=== Begin Enclosure ===

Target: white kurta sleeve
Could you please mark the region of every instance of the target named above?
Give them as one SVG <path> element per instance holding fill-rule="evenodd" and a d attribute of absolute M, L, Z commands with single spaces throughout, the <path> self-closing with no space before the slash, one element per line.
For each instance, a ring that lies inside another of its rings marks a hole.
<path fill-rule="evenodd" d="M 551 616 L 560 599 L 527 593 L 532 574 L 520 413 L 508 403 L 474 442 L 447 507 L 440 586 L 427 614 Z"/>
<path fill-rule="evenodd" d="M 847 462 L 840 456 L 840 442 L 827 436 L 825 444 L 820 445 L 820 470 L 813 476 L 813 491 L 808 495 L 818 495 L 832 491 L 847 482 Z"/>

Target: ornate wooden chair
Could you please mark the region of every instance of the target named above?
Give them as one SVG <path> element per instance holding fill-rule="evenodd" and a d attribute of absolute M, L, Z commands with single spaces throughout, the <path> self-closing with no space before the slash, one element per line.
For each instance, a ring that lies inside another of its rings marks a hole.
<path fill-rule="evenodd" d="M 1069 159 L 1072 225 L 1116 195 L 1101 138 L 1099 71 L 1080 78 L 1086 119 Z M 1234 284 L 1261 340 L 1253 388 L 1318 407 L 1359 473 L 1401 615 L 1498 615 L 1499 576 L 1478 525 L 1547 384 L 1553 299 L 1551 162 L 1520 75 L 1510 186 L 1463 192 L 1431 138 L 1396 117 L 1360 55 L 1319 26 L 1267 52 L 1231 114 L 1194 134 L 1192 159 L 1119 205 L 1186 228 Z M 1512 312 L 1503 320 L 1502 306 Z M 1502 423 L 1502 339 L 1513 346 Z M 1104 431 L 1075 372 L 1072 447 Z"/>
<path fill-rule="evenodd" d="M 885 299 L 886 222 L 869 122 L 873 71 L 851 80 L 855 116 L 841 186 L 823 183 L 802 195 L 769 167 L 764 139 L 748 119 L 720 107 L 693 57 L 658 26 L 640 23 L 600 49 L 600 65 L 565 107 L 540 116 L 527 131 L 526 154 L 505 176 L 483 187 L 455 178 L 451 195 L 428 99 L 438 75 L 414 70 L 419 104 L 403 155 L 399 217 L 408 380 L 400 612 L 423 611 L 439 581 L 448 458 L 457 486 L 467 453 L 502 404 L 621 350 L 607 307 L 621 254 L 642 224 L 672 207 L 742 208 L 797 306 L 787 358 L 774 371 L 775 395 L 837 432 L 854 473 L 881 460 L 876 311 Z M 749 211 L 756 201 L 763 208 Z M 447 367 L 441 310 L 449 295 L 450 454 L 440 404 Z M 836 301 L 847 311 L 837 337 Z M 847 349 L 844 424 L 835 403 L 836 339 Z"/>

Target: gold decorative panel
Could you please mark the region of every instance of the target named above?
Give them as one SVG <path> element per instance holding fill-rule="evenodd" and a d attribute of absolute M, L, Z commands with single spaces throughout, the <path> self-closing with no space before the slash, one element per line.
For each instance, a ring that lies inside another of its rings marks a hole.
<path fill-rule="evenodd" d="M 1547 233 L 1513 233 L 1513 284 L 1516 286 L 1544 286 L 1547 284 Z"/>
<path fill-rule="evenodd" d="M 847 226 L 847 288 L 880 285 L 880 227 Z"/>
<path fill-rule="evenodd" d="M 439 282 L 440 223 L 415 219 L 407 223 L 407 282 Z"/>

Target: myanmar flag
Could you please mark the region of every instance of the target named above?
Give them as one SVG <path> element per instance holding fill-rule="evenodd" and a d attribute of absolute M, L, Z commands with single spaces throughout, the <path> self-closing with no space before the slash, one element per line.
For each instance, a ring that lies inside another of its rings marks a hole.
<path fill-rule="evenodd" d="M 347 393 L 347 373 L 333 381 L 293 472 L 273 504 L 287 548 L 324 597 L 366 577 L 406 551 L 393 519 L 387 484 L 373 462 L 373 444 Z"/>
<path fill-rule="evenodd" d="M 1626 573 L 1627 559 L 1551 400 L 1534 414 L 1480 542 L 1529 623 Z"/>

=== End Enclosure ===

*Assignment*: Word for word, restate every record in the listing.

*Response to the exercise*:
Target: white kurta sleeve
Could you please mark the region of every instance of the target named above?
Give them as one SVG <path> element per instance holding fill-rule="evenodd" and a d attribute of absolute M, L, Z commands with single spaces throughout, the <path> self-closing with no space before the slash, one element per line.
For each instance, a ring that lies inside another of its rings marks a hole.
<path fill-rule="evenodd" d="M 551 616 L 560 599 L 527 593 L 532 574 L 520 413 L 508 403 L 474 442 L 447 507 L 440 586 L 427 614 Z"/>
<path fill-rule="evenodd" d="M 847 462 L 840 456 L 840 442 L 827 436 L 825 444 L 820 445 L 820 470 L 813 476 L 813 491 L 808 495 L 818 495 L 832 491 L 847 482 Z"/>

Target: ornate wooden chair
Could you please mark the region of every instance of the target named above?
Give them as one SVG <path> element per instance holding fill-rule="evenodd" and a d attribute of absolute M, L, Z commands with single spaces throughout, the <path> self-closing with no space before the slash, one element per line.
For each instance, a ring that lies inside another of its rings marks a hole.
<path fill-rule="evenodd" d="M 1069 159 L 1072 225 L 1116 195 L 1101 138 L 1099 71 L 1080 78 L 1086 119 Z M 1234 284 L 1261 340 L 1253 388 L 1318 407 L 1359 473 L 1401 615 L 1498 615 L 1499 576 L 1478 525 L 1547 384 L 1553 299 L 1551 162 L 1520 75 L 1510 186 L 1463 192 L 1431 138 L 1396 117 L 1360 55 L 1319 26 L 1267 52 L 1231 114 L 1194 134 L 1192 159 L 1119 205 L 1186 228 Z M 1512 312 L 1503 320 L 1502 306 Z M 1502 423 L 1502 339 L 1513 346 Z M 1104 431 L 1075 372 L 1072 447 Z"/>
<path fill-rule="evenodd" d="M 885 299 L 886 222 L 869 122 L 873 71 L 851 80 L 855 116 L 841 186 L 823 183 L 802 195 L 769 167 L 764 139 L 748 119 L 720 107 L 693 57 L 658 26 L 640 23 L 600 49 L 600 65 L 565 107 L 540 116 L 527 131 L 526 154 L 505 176 L 483 187 L 455 178 L 451 195 L 428 99 L 438 75 L 414 70 L 419 104 L 403 155 L 399 217 L 408 380 L 400 612 L 423 611 L 439 581 L 448 458 L 457 486 L 467 453 L 502 404 L 621 350 L 607 307 L 621 254 L 642 224 L 672 207 L 742 208 L 797 306 L 787 358 L 774 371 L 775 395 L 837 432 L 854 473 L 881 460 L 876 311 Z M 749 211 L 756 201 L 763 208 Z M 447 367 L 441 310 L 449 295 L 450 454 L 440 404 Z M 836 301 L 847 311 L 837 337 Z M 847 349 L 844 424 L 835 403 L 836 339 Z"/>

Target: gold decorative panel
Could you please mark the region of every instance of the target named above?
Give them as one SVG <path> element per instance holding fill-rule="evenodd" and a d attribute of absolute M, L, Z commands with single spaces throughout, the <path> self-closing with no space before the slash, one element per line.
For each instance, a ring that lies inside another of its rings marks a hole.
<path fill-rule="evenodd" d="M 1547 233 L 1513 233 L 1513 284 L 1516 286 L 1544 286 L 1547 284 Z"/>
<path fill-rule="evenodd" d="M 847 226 L 847 288 L 880 285 L 880 227 Z"/>
<path fill-rule="evenodd" d="M 439 282 L 440 223 L 415 219 L 407 223 L 407 282 Z"/>

Target: myanmar flag
Could you please mark the region of every instance of the target named above?
Give them as one SVG <path> element per instance holding fill-rule="evenodd" and a d attribute of absolute M, L, Z commands with single spaces throughout, the <path> self-closing with no space before the slash, one element per line.
For each instance, a ring that lies inside another of its rings marks a hole.
<path fill-rule="evenodd" d="M 347 393 L 347 373 L 333 381 L 293 472 L 273 504 L 287 548 L 324 597 L 366 577 L 406 551 L 393 519 L 387 484 L 373 462 L 373 444 Z"/>
<path fill-rule="evenodd" d="M 1626 573 L 1627 559 L 1551 400 L 1534 414 L 1480 542 L 1529 623 Z"/>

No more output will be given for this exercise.